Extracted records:

______________________________

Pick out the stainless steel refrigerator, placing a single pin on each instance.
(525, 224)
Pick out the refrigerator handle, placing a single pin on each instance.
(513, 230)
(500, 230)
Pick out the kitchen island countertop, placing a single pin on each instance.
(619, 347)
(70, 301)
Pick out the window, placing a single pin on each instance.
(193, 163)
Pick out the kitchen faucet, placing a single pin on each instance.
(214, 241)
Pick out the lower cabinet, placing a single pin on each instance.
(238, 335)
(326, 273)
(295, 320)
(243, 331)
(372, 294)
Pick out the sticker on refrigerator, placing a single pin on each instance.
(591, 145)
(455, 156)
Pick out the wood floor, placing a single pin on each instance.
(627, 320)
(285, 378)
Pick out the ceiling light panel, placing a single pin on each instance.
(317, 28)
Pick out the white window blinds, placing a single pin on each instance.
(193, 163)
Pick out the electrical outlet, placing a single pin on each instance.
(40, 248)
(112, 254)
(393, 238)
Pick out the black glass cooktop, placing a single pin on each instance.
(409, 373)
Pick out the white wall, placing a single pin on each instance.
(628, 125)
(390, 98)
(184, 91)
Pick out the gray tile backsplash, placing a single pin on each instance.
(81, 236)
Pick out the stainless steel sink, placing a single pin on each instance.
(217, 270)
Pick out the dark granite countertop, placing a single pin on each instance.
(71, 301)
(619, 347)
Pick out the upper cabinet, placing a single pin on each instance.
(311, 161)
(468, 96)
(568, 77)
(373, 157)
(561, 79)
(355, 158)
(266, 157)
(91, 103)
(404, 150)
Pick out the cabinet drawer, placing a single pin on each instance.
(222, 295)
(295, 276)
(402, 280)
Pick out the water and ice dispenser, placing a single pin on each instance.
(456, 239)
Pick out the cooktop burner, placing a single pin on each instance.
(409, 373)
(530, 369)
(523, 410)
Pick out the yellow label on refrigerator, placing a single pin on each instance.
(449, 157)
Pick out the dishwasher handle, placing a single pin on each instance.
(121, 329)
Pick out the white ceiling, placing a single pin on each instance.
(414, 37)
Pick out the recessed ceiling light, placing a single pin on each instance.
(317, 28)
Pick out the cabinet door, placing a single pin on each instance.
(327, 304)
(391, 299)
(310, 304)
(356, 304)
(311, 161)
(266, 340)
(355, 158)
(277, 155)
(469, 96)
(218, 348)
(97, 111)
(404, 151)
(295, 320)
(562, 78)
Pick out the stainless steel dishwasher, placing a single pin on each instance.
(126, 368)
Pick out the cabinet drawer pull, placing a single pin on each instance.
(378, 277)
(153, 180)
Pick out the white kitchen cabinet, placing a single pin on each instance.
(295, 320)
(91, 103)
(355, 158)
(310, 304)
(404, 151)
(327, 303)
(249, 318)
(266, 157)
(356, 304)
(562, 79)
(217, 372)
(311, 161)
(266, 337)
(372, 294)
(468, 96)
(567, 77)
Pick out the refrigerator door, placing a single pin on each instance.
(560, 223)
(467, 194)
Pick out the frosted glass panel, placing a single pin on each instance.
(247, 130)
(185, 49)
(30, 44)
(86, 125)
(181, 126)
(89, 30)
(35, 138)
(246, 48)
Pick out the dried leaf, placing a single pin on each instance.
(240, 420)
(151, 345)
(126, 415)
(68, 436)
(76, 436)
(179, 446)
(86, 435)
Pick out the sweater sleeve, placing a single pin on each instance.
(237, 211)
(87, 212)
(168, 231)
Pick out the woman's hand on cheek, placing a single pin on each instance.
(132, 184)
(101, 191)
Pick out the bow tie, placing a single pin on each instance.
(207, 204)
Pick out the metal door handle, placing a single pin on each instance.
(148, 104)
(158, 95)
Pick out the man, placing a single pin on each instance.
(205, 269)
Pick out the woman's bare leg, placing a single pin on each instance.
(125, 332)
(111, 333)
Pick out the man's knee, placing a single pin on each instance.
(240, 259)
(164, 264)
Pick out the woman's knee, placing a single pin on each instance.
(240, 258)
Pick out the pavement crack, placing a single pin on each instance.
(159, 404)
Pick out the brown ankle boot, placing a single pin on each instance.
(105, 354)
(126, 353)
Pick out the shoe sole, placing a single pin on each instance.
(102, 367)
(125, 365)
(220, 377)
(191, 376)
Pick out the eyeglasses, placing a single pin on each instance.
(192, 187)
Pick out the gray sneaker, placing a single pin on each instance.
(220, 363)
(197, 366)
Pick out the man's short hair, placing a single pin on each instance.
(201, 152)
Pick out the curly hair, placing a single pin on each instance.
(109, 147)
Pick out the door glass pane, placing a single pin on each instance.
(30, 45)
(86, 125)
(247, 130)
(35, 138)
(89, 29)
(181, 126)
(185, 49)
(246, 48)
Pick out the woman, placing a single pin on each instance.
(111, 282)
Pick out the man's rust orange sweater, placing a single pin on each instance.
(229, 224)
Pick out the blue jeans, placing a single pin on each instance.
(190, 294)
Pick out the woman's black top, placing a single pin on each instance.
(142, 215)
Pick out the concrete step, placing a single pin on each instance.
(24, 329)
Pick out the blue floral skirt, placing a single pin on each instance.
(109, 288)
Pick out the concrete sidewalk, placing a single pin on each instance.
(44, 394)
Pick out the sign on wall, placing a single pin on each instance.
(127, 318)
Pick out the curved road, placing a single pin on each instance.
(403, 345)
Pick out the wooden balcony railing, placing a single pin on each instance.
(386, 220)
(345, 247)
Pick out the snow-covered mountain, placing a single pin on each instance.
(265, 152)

______________________________

Transcribe every entry verbatim.

-- Solution for this exercise --
Pick out the stainless steel refrigerator, placing a single pin on each instance.
(525, 224)
Pick out the refrigerator handle, placing a single pin on each instance.
(513, 230)
(500, 230)
Pick out the kitchen island countertop, placing a single pin on each instance.
(619, 347)
(70, 301)
Pick out the window, placing a single pin on each instance.
(193, 163)
Pick out the kitchen faucet, placing a single pin on each instance.
(214, 241)
Pick out the lower cabinet, placing a single pin on each instance.
(238, 335)
(326, 273)
(295, 320)
(243, 331)
(372, 294)
Pick out the sticker on refrigerator, placing a single pin on each instance.
(591, 145)
(455, 156)
Pick out the wood floor, placing a single pin on each instance.
(627, 320)
(285, 378)
Pick out the ceiling light panel, placing a single pin on each instance.
(317, 28)
Pick out the white window blinds, placing a single pin on each instance.
(193, 163)
Pick out the electrical outlet, placing a single pin on each instance.
(40, 248)
(112, 254)
(393, 238)
Pick out the black glass cooktop, placing a single pin on each instance.
(409, 373)
Pick out the white wall, placing a single pin on each instance.
(628, 125)
(390, 98)
(184, 91)
Pick out the gray tile backsplash, placing a single pin on each instance.
(81, 236)
Pick out the stainless steel sink, placing a single pin on each instance.
(217, 270)
Pick out the dark granite countertop, placing a single pin on each instance.
(71, 301)
(619, 347)
Pick out the upper cabinet, placing a single pin on each instance.
(311, 161)
(468, 96)
(568, 77)
(373, 157)
(561, 79)
(355, 158)
(266, 157)
(91, 103)
(404, 150)
Pick out the cabinet drawer, placing a single pin on each instance.
(222, 295)
(295, 276)
(402, 280)
Pick out the water and ice dispenser, placing a single pin on each instance.
(456, 239)
Pick out the cooktop burner, placing a single pin on each instance.
(409, 373)
(530, 369)
(523, 410)
Pick out the yellow label on refrigerator, placing a single pin on each instance.
(449, 157)
Pick out the dishwasher handle, placing a single pin on each instance.
(121, 329)
Pick out the white ceiling, placing a single pin on each instance.
(414, 37)
Pick out the recessed ceiling light, placing a single pin on each instance.
(317, 28)
Pick out the cabinet door, placing a single pin on each instance.
(327, 304)
(391, 299)
(310, 304)
(356, 304)
(311, 161)
(266, 340)
(355, 158)
(277, 155)
(469, 96)
(218, 348)
(97, 111)
(404, 151)
(295, 320)
(562, 78)
Pick out the stainless steel dishwasher, placing a single pin on each instance.
(126, 368)
Pick out the cabinet drawer pull, placing a single pin on each instance.
(378, 277)
(153, 180)
Pick out the white kitchen cabinet, placing a single pin on each instance.
(295, 320)
(91, 103)
(355, 158)
(310, 304)
(404, 151)
(327, 303)
(249, 318)
(266, 157)
(356, 304)
(562, 79)
(217, 372)
(311, 161)
(266, 337)
(372, 294)
(468, 96)
(567, 77)
Pick out the refrigerator door, placing a single pin on each instance.
(560, 223)
(467, 194)
Pick out the frosted glass panel, placing a single pin on each instance.
(247, 130)
(185, 49)
(30, 44)
(86, 125)
(181, 126)
(89, 30)
(35, 138)
(246, 48)
Pick out the dried leaf, placing a single pin on each instance.
(240, 420)
(151, 345)
(126, 415)
(68, 436)
(76, 436)
(179, 446)
(86, 435)
Pick out the sweater sleeve, placing a single pin on each instance.
(237, 211)
(87, 212)
(168, 231)
Pick out the woman's hand on cheek, placing a single pin on each instance.
(132, 184)
(101, 191)
Pick out the bow tie, placing a single pin on each instance.
(207, 204)
Pick out the metal door handle, placing a single pin on each instance.
(148, 104)
(158, 95)
Pick out the man, placing a single pin on each instance.
(205, 269)
Pick out the woman's bare leg, placing a single pin on each instance.
(125, 332)
(111, 333)
Pick out the man's knee, placing a single pin on each instance.
(240, 259)
(164, 264)
Pick out the woman's knee, placing a single pin on each instance.
(240, 258)
Pick out the pavement crack, placing a single pin on each instance.
(159, 404)
Pick out the brown ankle boot, placing a single pin on each instance.
(105, 354)
(126, 353)
Pick out the shoe sole, placing a single pin on each instance.
(102, 367)
(125, 365)
(220, 377)
(191, 376)
Pick out the eyeglasses, placing a single pin on each instance.
(192, 187)
Pick out the gray sneaker, placing a single pin on each instance.
(220, 363)
(197, 366)
Pick out the man's short hair, placing a single pin on each instance.
(201, 152)
Pick out the curly hair, placing a single pin on each instance.
(109, 147)
Pick out the door glass pane, placing a single pin on each instance.
(30, 45)
(86, 125)
(247, 130)
(35, 138)
(89, 29)
(181, 126)
(185, 49)
(246, 48)
Pick out the woman, placing a single pin on each instance.
(111, 282)
Pick out the man's rust orange sweater, placing a single pin on each instance.
(229, 224)
Pick out the blue jeans, placing a single pin on each instance.
(190, 294)
Pick out the woman's black top, placing a single pin on each instance.
(142, 215)
Pick out the concrete step, placing a single pin on each instance.
(24, 329)
Pick out the blue floral skirt, placing a single pin on each instance.
(109, 288)
Pick out the concrete sidewalk, placing a single pin on each instance.
(44, 394)
Pick out the sign on wall, placing a single pin on each instance.
(127, 318)
Pick out the curved road, placing a single pin on each instance.
(403, 345)
Pick out the wooden balcony railing, placing a single pin on each instance.
(386, 220)
(345, 247)
Pick out the snow-covered mountain, placing a single pin on each instance.
(265, 152)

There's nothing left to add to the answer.